:: ASSIGNED TASK ::
Every entry below is to be copied exactly as written.

:: SUPPLIED MATERIAL ::
= = =

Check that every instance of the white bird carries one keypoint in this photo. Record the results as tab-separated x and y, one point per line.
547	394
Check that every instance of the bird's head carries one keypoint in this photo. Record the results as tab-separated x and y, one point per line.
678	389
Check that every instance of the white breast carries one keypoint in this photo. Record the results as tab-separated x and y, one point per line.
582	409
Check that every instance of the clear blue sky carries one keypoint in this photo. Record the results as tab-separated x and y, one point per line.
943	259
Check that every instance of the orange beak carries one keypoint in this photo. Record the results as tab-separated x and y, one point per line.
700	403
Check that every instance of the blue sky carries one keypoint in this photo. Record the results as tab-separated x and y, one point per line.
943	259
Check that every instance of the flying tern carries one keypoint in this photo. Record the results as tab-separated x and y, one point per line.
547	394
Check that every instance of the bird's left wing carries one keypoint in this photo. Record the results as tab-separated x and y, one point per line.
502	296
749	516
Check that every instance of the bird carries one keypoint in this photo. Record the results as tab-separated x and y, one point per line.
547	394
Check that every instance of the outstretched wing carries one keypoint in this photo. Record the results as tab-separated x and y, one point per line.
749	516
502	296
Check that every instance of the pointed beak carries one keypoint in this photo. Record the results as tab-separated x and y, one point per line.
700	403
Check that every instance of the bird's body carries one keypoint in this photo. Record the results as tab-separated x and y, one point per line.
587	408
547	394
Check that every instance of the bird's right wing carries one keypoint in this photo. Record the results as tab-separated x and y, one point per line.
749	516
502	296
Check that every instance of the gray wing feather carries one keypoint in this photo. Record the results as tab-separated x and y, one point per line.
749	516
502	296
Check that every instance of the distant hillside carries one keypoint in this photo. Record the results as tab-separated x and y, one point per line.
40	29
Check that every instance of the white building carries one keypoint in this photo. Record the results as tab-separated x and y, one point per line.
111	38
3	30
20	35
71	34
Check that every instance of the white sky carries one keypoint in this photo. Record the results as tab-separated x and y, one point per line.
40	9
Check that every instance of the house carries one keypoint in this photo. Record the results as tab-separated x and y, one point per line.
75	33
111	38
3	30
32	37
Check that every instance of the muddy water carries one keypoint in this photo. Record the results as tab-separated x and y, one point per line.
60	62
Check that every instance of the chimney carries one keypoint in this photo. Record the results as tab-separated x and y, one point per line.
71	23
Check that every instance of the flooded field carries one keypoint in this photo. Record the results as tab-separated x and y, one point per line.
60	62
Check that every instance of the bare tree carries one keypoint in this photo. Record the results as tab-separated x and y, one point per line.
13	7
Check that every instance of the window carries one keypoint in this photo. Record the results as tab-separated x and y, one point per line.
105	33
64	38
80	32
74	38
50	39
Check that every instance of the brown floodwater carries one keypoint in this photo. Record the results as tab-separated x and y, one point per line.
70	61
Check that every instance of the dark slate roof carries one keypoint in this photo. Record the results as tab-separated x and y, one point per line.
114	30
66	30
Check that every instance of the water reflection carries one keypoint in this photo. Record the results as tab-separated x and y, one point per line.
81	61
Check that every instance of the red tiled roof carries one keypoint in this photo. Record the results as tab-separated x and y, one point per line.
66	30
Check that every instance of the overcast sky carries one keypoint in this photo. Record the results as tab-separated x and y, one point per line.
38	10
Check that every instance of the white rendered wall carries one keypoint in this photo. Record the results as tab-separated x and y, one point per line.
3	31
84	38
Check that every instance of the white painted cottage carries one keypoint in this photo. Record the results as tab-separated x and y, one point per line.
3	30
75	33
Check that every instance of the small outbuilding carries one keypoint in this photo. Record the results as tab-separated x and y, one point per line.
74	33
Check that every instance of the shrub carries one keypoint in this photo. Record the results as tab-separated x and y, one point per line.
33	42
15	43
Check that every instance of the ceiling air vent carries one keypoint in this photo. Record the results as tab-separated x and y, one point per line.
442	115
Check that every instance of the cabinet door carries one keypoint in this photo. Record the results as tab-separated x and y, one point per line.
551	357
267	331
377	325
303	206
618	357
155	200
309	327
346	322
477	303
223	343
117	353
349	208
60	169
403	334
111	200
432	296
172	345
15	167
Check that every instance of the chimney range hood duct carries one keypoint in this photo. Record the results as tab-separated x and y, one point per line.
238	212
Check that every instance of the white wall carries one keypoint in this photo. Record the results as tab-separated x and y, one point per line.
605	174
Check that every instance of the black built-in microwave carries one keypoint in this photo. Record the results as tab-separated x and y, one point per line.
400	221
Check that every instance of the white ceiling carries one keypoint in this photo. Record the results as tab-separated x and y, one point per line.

= = =

:: TASK RESULT ::
Check that every instance of the white bird carries one keypoint in this photo. Record the results as tab-separated x and y, one point per line.
547	394
Check that every instance of the bird's head carries one keypoint in this photo. Record the results as tab-separated x and y, one point per line.
678	389
Check that every instance of the white breast carries one keypoint in this photo. Record the results as tab-separated x and y, one point per line.
582	409
Check that every instance of the clear blue sky carries one keypoint in this photo. Record the results as tab-separated x and y, one point per line.
943	259
Check that every instance of the orange beak carries one keypoint in this photo. Record the results as tab-separated x and y, one point per line.
700	403
Check that every instance of the blue sky carries one keypoint in this photo. Record the results as tab-separated x and y, one point per line.
943	259
Check that every instance of the flying tern carries one keypoint in this photo. Record the results as tab-separated x and y, one point per line.
547	394
Check that every instance of the bird's left wing carries one keypoint in this photo. Record the results as tab-separated x and y, one point per line.
502	296
749	516
Check that every instance of the bird carries one keypoint in this photo. Record the results as tab-separated x and y, one point per line.
547	394
Check that every instance of the outstretched wing carries one keypoint in this photo. Record the results as tab-separated x and y, one point per line.
749	516
502	296
Check that every instance of the pointed beak carries one keypoint in this photo. Record the results as tab-separated x and y, one point per line.
700	403
Check that every instance of the bird's body carries one keypoint in this photo. Record the results as tab-separated x and y, one point per line.
587	408
547	394
Check that every instance of the bird's right wing carries one keypoint in this photo. Record the results as tab-separated x and y, one point per line.
749	516
502	296
Check that every instance of the gray wing feather carries one keypoint in this photo. Record the results as tab-separated x and y, one point per line.
749	516
502	296
Check that every instance of the distant hillside carries one keypoint in this photo. Record the results as tab-separated x and y, one point per line.
40	29
Check that every instance of the white building carries one keypoint in this photo. Record the results as tab-separated x and y, one point per line.
111	38
3	30
20	35
71	34
Check that every instance of the white sky carries one keypoint in this photo. Record the results as tab-separated x and y, one point per line.
40	9
Check that every instance of the house carries one keypoint in this photo. Record the results as tab-separated x and y, one point per line.
75	33
111	38
3	30
32	37
Check that every instance of the muddy water carries one keypoint in this photo. Record the results as tab-separated x and y, one point per line.
60	62
Check that every instance of the chimney carries one keypoint in this photo. Record the results as tab-separated x and y, one point per line.
71	23
Check that every instance of the flooded field carries one keypoint in this photo. Record the results as tab-separated x and y, one point per line.
60	62
Check that every instance of the bare tree carries one keypoint in this photo. Record the results as tab-separated x and y, one point per line.
13	7
Check that every instance of the window carries one keypoint in this photo. Record the results as tab-separated x and y, one point per line.
105	33
64	38
80	32
74	38
50	39
Check that every instance of the brown floodwater carries one keypoint in this photo. Record the results as tab-separated x and y, one point per line.
70	61
Check that every instance of the dark slate roof carries one keypoint in this photo. Record the results as tab-separated x and y, one point per line.
114	30
66	30
Check that every instance of the water reflection carries one keypoint in this photo. Record the results as tab-separated x and y, one point per line.
81	61
Check that every instance of the red tiled roof carries one keypoint in this photo. Record the results as tab-separated x and y, one point per line.
66	30
Check that every instance of the overcast sky carries one keypoint in this photo. Record the results as tab-separated x and y, one point per line.
38	10
Check that every instance of the white rendered wall carries one keypoint in this photo. Record the results as tab-separated x and y, one point per line.
3	31
84	38
Check that every instance of the white painted cottage carries one keypoint in this photo. Record the results as tab-separated x and y, one point per line.
3	30
75	33
Check that every instance of the small outbuilding carries one keypoint in this photo. Record the results as tab-separated x and y, one point per line.
74	33
Check that every instance of the shrub carries one keypoint in this photo. Record the results as tab-separated x and y, one point per line.
33	42
15	43
Check that every instance of the ceiling air vent carries one keypoint in this photo. Record the results as tab-separated x and y, one point per line.
442	115
Check that every instance of the cabinet door carries one keypoint in this photo. Record the results as tab-separated x and y, one point per line.
551	357
267	331
377	325
303	206
618	357
155	200
309	327
346	322
477	303
223	343
117	353
349	208
60	169
403	334
111	200
432	296
172	345
15	167
Check that every instance of the chimney range hood duct carries one keypoint in this photo. Record the results as tab-separated x and y, one point per line.
238	212
Check that every instance of the white wall carries one keypoint in this photo. Record the results as tab-separated x and y, one point per line.
605	174
Check that every instance of the black built-in microwave carries one keypoint in this photo. Record the results as tab-separated x and y, one point per line.
400	221
Check that every instance of the white ceiling carries one keypoint in this photo. Record the results as tab-separated x and y, one point per line.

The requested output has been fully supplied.